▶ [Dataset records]
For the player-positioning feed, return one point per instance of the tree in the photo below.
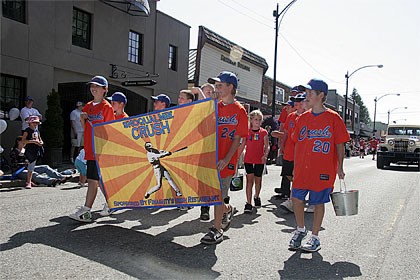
(364, 112)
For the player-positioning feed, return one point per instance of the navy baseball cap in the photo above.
(163, 98)
(316, 84)
(296, 90)
(99, 80)
(225, 77)
(118, 97)
(299, 97)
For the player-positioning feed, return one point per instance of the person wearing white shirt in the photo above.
(77, 131)
(28, 111)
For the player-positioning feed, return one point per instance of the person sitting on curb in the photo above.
(42, 174)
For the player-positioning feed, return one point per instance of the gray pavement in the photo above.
(39, 241)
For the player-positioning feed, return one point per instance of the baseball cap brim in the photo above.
(213, 80)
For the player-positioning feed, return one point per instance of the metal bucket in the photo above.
(346, 203)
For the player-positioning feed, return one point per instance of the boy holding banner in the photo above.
(232, 126)
(96, 111)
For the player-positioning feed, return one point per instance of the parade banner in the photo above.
(164, 158)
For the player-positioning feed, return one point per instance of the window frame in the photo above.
(173, 58)
(18, 93)
(79, 40)
(136, 57)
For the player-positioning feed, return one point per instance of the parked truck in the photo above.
(401, 146)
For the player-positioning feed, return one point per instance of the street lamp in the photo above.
(389, 111)
(347, 76)
(374, 114)
(276, 14)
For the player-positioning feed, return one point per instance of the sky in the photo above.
(325, 39)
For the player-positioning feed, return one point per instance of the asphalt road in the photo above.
(39, 241)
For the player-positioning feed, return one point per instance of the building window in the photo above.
(15, 10)
(279, 95)
(81, 28)
(172, 57)
(13, 91)
(135, 47)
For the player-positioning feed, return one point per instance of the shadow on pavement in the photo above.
(286, 218)
(301, 266)
(400, 168)
(134, 253)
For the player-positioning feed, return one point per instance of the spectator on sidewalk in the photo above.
(41, 174)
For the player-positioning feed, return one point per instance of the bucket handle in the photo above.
(342, 182)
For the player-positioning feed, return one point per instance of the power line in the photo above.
(306, 62)
(236, 10)
(284, 38)
(252, 11)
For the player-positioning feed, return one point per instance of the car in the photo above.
(401, 146)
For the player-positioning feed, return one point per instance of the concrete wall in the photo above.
(42, 51)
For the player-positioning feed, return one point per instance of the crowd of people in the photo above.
(310, 138)
(362, 147)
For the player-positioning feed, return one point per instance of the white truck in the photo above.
(401, 146)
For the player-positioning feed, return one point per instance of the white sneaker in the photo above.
(310, 209)
(287, 205)
(106, 211)
(82, 215)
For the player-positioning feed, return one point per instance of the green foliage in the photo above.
(52, 129)
(364, 112)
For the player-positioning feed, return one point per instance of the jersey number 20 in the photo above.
(320, 146)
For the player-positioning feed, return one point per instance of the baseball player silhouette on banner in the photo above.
(153, 155)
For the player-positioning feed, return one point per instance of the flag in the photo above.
(164, 158)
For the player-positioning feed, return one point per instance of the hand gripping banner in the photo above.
(164, 158)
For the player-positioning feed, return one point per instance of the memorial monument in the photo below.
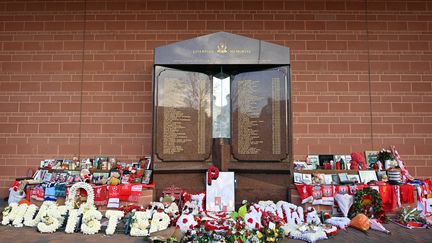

▶ [GIVEN INSTRUCTION]
Please pick out every line of the material above that contains the word "truck", and copy each one. Case counts.

▶ [RESULT OF THIS TASK]
For the player-positioning feed, return one point per instance of the parked truck in the photo above.
For the player-positioning feed, return one point per instance of the white truck in the photo above.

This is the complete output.